[Start of RECORDS FOR THE TASK]

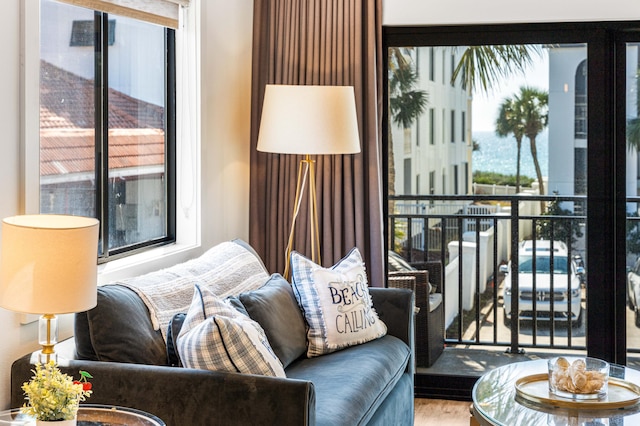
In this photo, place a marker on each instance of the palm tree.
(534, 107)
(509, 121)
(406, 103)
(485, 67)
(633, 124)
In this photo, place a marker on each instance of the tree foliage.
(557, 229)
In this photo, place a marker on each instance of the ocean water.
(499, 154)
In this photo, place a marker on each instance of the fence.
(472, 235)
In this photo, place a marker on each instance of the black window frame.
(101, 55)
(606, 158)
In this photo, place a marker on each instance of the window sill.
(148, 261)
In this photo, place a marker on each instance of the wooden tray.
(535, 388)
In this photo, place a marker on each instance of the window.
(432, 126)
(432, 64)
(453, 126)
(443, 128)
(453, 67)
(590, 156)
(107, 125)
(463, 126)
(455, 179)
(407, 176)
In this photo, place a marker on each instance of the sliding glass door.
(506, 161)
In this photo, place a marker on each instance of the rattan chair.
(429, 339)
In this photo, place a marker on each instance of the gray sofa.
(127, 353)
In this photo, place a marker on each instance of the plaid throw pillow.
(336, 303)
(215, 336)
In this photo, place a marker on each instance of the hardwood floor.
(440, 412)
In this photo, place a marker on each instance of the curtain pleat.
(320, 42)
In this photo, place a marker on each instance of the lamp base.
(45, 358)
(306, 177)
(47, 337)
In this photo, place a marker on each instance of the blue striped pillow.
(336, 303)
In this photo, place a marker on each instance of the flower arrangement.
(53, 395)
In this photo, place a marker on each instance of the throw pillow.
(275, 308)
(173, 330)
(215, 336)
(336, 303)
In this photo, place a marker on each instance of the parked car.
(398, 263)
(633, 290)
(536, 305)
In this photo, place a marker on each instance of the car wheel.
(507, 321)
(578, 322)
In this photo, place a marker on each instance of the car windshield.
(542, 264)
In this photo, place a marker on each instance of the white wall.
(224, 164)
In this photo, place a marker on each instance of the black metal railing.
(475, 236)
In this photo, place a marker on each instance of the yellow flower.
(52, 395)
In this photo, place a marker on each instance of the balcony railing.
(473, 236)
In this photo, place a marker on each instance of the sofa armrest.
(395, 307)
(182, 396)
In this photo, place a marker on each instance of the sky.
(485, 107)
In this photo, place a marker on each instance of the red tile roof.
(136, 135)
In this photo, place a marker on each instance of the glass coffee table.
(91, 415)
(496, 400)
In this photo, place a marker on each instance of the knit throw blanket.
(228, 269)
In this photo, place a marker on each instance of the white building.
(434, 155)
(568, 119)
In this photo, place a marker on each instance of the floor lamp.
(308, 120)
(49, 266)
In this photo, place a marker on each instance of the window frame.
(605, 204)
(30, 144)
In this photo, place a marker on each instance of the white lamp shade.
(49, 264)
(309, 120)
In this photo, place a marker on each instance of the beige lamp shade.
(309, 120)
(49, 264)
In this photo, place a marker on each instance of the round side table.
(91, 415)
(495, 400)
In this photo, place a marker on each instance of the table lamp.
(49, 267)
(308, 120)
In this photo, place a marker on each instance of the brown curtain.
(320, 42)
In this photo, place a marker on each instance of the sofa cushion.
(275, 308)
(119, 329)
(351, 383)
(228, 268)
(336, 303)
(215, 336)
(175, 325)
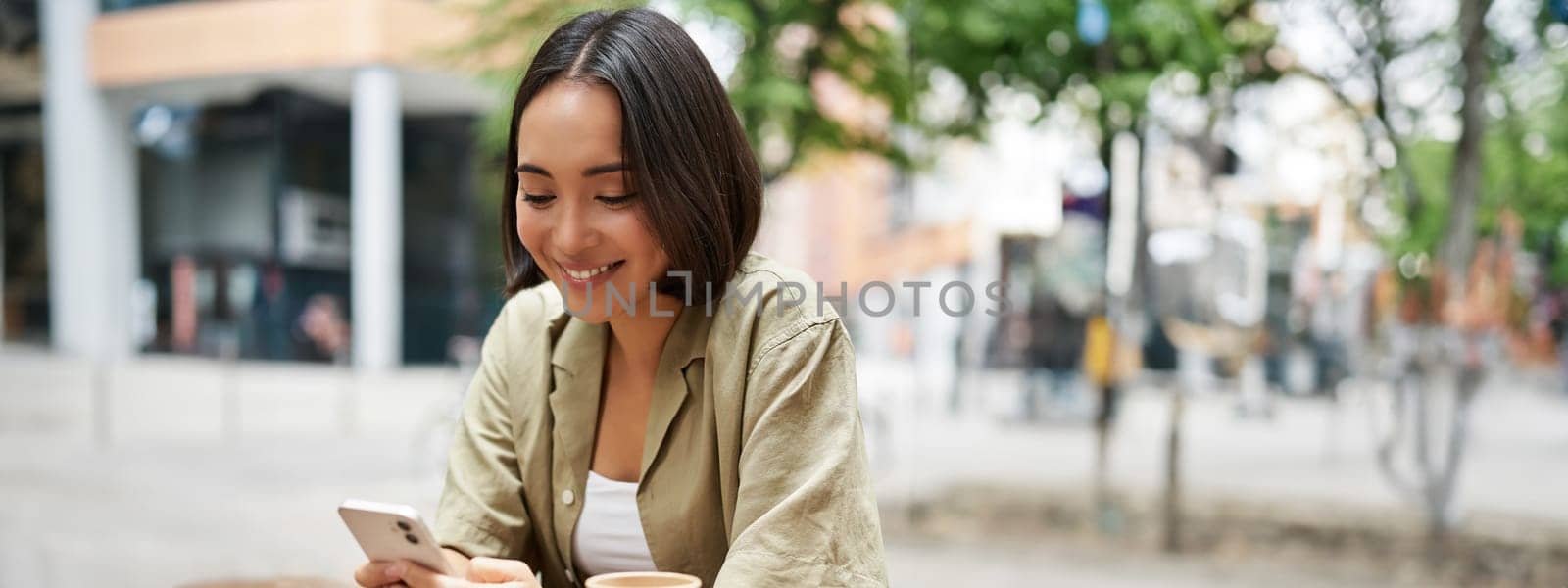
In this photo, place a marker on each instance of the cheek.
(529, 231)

[End of RECORDS FOR THE TASK]
[Start of RECORDS FOR THE TASK]

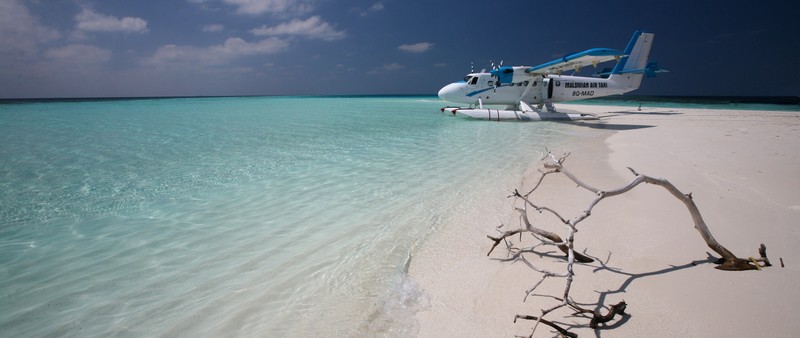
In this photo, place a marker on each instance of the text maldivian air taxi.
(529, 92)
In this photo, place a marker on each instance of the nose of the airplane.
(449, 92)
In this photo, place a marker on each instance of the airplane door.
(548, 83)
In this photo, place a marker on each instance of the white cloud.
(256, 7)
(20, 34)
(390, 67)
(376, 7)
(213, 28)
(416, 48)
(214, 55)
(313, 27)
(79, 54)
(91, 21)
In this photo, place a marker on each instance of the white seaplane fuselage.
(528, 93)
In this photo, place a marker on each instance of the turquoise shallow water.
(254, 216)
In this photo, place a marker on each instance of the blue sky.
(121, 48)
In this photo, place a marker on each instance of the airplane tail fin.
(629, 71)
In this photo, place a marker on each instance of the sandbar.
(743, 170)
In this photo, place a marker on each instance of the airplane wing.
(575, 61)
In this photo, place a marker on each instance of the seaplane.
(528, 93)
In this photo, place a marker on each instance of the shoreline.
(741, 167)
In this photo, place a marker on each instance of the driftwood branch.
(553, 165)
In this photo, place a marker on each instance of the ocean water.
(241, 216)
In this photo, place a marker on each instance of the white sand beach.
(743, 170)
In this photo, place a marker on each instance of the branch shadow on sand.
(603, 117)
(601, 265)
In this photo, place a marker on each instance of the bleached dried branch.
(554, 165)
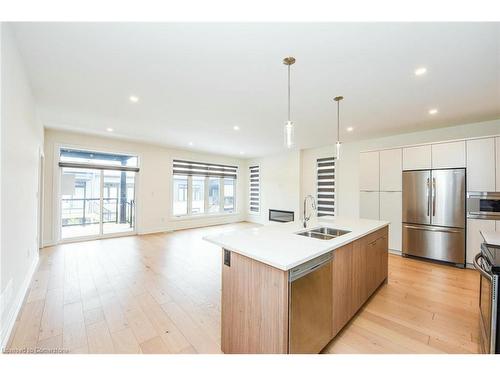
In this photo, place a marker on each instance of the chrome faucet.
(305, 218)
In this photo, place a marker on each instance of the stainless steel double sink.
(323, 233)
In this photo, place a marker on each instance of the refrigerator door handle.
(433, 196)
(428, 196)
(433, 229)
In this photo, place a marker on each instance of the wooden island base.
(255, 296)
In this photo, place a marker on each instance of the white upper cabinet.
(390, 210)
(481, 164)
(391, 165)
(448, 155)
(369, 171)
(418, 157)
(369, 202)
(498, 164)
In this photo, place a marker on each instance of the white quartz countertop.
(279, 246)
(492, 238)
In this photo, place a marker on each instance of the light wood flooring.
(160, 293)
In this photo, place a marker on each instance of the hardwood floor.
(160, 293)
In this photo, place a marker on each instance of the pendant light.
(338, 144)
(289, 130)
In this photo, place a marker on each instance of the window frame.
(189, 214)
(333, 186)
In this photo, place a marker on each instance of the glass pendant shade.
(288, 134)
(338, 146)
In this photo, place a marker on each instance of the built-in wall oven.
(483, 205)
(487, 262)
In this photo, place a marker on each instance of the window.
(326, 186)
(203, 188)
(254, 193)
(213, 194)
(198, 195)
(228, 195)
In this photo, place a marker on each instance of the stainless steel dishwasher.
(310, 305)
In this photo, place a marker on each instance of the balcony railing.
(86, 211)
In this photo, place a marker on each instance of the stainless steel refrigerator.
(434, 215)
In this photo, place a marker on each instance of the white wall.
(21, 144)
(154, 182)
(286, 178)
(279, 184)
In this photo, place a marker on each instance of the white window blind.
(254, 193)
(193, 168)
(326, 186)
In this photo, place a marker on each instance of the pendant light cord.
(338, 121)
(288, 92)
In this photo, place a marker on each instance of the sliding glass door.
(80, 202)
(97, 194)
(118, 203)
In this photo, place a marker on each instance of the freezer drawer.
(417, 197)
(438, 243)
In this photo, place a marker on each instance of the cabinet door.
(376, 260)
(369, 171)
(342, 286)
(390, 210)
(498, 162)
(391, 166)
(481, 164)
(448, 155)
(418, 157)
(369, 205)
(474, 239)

[End of RECORDS FOR THE TASK]
[Start of RECORDS FOR THE TASK]

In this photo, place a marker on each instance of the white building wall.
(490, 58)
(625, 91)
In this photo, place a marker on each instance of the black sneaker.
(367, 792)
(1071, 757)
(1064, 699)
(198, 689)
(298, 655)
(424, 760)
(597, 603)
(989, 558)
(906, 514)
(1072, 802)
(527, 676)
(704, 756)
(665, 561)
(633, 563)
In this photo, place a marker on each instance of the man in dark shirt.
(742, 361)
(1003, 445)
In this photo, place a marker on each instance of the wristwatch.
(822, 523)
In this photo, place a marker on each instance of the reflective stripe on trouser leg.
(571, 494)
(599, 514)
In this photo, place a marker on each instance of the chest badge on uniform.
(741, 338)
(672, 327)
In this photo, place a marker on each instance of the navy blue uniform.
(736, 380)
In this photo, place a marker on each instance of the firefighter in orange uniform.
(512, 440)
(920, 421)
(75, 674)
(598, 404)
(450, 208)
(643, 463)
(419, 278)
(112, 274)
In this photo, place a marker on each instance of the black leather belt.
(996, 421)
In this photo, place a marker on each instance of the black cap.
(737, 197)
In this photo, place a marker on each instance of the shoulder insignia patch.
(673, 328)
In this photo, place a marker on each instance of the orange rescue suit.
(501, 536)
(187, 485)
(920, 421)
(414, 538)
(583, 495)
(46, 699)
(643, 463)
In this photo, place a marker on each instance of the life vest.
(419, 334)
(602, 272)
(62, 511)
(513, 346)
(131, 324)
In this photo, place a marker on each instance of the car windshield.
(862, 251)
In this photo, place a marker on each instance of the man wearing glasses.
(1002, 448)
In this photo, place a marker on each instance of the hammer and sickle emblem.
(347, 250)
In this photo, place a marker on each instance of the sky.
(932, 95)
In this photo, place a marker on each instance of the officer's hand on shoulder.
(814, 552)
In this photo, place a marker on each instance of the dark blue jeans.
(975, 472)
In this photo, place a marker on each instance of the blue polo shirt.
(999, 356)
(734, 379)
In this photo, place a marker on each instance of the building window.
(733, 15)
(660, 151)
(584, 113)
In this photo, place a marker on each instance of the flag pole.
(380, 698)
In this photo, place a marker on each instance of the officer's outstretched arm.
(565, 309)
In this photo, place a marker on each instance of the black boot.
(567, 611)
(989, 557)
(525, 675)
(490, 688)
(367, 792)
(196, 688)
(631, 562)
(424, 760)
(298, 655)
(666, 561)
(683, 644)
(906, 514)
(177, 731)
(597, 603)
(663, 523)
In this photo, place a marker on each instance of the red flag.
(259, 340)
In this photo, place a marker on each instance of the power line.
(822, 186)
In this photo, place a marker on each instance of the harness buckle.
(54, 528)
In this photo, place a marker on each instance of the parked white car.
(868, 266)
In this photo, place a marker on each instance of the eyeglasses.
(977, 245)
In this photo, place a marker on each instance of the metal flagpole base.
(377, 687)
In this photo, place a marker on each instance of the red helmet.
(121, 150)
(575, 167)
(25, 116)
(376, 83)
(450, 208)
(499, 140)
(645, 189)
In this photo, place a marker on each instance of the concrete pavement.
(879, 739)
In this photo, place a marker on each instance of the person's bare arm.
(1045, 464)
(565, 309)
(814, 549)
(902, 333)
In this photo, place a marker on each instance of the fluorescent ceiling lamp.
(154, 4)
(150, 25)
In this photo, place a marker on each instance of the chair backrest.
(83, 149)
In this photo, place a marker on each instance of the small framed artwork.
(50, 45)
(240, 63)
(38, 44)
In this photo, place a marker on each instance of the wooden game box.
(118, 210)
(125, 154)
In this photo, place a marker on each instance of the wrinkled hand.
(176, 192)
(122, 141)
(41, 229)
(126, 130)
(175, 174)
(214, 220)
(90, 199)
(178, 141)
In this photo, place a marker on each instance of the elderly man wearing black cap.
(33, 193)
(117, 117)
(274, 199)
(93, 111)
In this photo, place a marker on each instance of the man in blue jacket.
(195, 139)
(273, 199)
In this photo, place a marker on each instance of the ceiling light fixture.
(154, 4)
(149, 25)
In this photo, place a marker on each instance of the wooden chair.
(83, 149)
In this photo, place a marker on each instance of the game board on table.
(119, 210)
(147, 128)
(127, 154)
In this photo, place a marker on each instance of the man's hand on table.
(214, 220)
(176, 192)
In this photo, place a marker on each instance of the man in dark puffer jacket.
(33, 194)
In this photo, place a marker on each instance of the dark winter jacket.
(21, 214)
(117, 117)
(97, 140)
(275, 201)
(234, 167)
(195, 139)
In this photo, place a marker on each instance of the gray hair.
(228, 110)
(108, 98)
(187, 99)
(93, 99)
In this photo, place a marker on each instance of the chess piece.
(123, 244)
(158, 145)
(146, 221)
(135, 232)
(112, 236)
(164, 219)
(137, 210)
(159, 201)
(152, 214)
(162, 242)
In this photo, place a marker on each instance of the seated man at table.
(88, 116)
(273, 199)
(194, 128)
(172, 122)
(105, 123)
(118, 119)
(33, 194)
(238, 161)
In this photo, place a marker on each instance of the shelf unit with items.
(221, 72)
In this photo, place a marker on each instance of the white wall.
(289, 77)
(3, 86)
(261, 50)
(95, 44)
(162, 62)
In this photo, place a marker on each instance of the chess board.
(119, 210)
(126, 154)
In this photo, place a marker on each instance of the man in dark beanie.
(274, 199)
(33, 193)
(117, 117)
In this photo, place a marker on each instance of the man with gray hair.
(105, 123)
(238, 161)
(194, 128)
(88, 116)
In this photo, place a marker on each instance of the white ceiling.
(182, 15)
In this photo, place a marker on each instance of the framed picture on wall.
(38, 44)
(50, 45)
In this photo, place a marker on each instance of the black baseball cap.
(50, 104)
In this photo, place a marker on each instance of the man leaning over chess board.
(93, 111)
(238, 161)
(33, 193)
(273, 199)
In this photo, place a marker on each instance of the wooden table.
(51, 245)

[End of RECORDS FOR THE TASK]

§ INSTRUCTIONS TO FOLLOW
Locate every line above that contains the word "parked" and copy each one in full. Case counts when matching.

§ SOLUTION FOR THIS PROBLEM
In this photo, place a marker on each instance of the parked car.
In this photo, place a marker on each instance of the parked white car.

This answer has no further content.